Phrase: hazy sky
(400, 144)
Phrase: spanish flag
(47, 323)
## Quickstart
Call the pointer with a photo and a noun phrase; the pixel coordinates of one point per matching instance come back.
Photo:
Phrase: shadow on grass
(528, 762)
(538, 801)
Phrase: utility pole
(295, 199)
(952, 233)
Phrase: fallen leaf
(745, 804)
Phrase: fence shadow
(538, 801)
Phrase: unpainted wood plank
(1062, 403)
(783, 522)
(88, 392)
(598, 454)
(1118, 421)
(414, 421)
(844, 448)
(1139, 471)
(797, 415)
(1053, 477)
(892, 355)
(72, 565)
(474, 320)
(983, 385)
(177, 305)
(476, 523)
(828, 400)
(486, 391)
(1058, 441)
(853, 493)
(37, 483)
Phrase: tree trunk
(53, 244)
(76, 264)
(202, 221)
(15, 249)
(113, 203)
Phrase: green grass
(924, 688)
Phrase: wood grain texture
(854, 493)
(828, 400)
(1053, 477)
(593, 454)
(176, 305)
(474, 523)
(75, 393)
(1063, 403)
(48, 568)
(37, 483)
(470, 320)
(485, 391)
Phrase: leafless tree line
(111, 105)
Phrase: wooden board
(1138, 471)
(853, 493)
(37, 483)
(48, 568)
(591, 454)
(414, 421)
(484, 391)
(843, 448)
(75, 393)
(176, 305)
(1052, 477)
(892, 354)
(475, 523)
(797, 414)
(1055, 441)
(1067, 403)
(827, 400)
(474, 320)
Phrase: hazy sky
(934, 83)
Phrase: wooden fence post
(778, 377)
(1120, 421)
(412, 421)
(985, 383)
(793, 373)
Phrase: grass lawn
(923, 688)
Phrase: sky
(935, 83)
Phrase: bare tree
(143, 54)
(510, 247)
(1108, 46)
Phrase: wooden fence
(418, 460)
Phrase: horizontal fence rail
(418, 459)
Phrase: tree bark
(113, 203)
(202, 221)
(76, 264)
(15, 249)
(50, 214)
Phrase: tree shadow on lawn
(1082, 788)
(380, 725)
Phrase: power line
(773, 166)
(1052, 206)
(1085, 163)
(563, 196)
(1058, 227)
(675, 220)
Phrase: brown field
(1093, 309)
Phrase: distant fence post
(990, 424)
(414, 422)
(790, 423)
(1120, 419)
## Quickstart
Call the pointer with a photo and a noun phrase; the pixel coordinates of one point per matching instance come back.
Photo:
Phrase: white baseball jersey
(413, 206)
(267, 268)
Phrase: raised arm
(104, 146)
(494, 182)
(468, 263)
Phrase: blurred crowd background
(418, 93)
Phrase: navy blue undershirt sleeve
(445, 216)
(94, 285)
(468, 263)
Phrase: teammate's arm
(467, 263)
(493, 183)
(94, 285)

==*==

## Set problem
Format the items above as a two-column CSV with the header phrase,points and one row per item. Put each item's text in the first quoted field and its answer in the second, turning any line breaks into spaces, and cover all the items.

## Response to the task
phrase,points
"Phrase: hazy sky","(400, 144)"
"Phrase: spanish flag","(47, 323)"
"## Quickstart Call the pointer with a photo and a noun phrase; the pixel coordinates of one point per matching instance come back. Photo: Phrase: shadow on grass","(528, 762) (538, 801)"
"Phrase: utility pole","(295, 199) (952, 233)"
"Phrase: fallen leaf","(745, 804)"
"Phrase: fence shadow","(538, 801)"
"Phrase: unpainted wood plank","(1062, 403) (783, 522) (88, 392) (598, 454) (1118, 421) (414, 421) (844, 448) (1139, 471) (797, 415) (1053, 477) (892, 355) (72, 565) (474, 320) (983, 385) (177, 305) (476, 523) (828, 400) (486, 391) (1058, 441) (853, 493) (37, 483)"
"Phrase: tree trunk","(53, 244) (76, 264) (202, 221) (15, 249) (113, 203)"
"Phrase: green grass","(924, 688)"
"Phrase: wood grain texture","(854, 493) (828, 400) (1053, 477) (593, 454) (176, 305) (474, 523) (75, 393) (1063, 403) (48, 568) (37, 483) (470, 320) (485, 391)"
"Phrase: leafless tree line","(111, 105)"
"Phrase: wooden board","(1138, 471) (853, 493) (37, 483) (48, 568) (591, 454) (414, 421) (484, 391) (843, 448) (75, 393) (176, 305) (1052, 477) (892, 354) (475, 523) (797, 414) (1055, 441) (1067, 403) (827, 400) (474, 320)"
"Phrase: hazy sky","(934, 83)"
"Phrase: wooden fence post","(778, 377) (1120, 421) (412, 421) (985, 383) (793, 373)"
"Phrase: grass lawn","(923, 688)"
"Phrase: sky","(935, 83)"
"Phrase: bare tree","(143, 54) (510, 247) (1108, 46)"
"Phrase: wooden fence","(418, 460)"
"Phrase: horizontal fence rail","(418, 459)"
"Phrase: tree bark","(113, 203) (202, 221) (76, 264) (15, 249) (50, 214)"
"Phrase: tree shadow on lawn","(1082, 788) (380, 725)"
"Phrase: power line","(773, 166) (1052, 206) (1085, 163) (563, 196) (1058, 227) (675, 220)"
"Phrase: brown field","(1093, 309)"
"Phrase: distant fence post","(990, 424) (414, 422) (790, 423) (1120, 419)"
"## Quickstart Call the pointer with a photo and a noun phrase; the pixel coordinates of one point per matching instance come back. Photo: Phrase: white baseball jersey","(413, 206) (267, 268)"
"Phrase: raised arm","(104, 146) (494, 182) (468, 263)"
"Phrase: blurred crowd background","(418, 93)"
"Phrase: navy blue undershirt sleeve","(445, 216) (94, 285) (468, 263)"
"Phrase: teammate's arm","(467, 263) (493, 183) (94, 285)"